Data shown Start Marker

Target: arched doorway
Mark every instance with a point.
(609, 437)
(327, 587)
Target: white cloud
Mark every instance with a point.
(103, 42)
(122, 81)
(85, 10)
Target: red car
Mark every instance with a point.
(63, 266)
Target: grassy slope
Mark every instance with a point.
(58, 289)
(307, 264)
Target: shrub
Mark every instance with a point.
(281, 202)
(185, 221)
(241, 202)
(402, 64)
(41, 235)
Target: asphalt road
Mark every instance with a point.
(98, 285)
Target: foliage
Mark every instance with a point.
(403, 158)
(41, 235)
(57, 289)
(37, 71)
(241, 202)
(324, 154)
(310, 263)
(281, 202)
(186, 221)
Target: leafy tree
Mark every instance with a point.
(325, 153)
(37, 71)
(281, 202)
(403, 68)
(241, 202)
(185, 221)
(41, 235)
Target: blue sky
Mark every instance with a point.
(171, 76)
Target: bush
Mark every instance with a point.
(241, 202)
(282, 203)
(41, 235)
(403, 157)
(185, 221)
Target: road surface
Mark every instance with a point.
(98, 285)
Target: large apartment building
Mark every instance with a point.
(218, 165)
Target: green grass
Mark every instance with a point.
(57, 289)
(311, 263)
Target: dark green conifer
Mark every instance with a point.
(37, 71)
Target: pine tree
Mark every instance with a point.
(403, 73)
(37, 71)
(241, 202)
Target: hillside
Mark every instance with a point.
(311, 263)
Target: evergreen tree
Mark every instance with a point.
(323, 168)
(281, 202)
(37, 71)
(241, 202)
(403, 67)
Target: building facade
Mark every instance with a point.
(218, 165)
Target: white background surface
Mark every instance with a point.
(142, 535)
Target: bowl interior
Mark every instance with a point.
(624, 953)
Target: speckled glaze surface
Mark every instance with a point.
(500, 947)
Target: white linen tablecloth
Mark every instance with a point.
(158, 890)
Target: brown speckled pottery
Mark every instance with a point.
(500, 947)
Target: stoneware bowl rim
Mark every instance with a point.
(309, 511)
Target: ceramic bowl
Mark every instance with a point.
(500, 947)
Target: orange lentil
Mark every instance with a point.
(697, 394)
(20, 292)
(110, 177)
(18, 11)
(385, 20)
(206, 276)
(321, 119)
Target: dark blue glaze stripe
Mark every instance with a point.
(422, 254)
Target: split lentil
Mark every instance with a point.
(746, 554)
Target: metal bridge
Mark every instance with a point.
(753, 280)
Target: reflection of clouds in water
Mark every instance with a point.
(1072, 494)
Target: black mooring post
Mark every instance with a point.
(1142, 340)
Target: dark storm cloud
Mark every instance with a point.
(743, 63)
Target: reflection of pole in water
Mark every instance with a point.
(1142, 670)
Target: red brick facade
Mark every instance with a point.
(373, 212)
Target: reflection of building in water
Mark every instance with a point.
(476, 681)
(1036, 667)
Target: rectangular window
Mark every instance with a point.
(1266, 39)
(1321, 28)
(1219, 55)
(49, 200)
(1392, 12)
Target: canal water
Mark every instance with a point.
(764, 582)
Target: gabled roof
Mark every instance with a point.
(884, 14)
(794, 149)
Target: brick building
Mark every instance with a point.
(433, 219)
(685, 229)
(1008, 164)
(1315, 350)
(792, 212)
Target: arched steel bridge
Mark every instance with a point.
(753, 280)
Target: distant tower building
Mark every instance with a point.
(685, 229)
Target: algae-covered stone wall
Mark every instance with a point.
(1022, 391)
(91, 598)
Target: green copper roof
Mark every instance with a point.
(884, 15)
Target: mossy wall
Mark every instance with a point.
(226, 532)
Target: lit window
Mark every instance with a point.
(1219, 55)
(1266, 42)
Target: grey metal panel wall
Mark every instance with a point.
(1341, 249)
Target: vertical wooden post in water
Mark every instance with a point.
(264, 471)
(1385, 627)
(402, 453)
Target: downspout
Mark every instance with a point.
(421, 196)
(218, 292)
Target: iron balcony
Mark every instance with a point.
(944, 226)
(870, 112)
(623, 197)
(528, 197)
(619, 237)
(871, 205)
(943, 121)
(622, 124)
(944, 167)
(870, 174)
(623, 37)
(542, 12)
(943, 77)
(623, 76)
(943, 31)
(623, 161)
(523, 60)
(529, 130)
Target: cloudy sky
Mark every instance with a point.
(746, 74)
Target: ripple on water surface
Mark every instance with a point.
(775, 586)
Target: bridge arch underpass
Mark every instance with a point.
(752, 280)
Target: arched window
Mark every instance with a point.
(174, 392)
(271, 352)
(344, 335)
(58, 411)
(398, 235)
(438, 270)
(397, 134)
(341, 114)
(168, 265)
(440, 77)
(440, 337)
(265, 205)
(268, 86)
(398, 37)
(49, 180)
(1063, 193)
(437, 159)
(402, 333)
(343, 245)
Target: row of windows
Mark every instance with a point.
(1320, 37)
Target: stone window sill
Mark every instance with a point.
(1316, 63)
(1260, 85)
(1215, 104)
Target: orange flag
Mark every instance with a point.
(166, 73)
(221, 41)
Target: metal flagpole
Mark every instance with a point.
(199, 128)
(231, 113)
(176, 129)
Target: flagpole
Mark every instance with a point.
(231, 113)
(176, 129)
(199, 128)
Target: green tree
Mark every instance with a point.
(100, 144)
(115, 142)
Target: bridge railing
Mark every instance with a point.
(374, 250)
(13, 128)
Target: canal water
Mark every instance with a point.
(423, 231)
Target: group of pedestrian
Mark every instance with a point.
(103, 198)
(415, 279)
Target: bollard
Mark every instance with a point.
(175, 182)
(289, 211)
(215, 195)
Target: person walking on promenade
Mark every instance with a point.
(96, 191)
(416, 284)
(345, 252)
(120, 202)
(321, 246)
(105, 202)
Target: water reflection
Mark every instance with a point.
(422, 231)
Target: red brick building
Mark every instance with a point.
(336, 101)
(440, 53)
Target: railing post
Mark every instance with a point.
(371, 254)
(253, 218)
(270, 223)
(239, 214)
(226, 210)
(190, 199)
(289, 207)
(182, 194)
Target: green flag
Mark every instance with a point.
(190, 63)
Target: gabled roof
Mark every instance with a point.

Data shown End Marker

* **Directions**:
Return every line from the material that contains the word "flagpole".

* **Written response**:
Target: metal flagpole
Target: flagpole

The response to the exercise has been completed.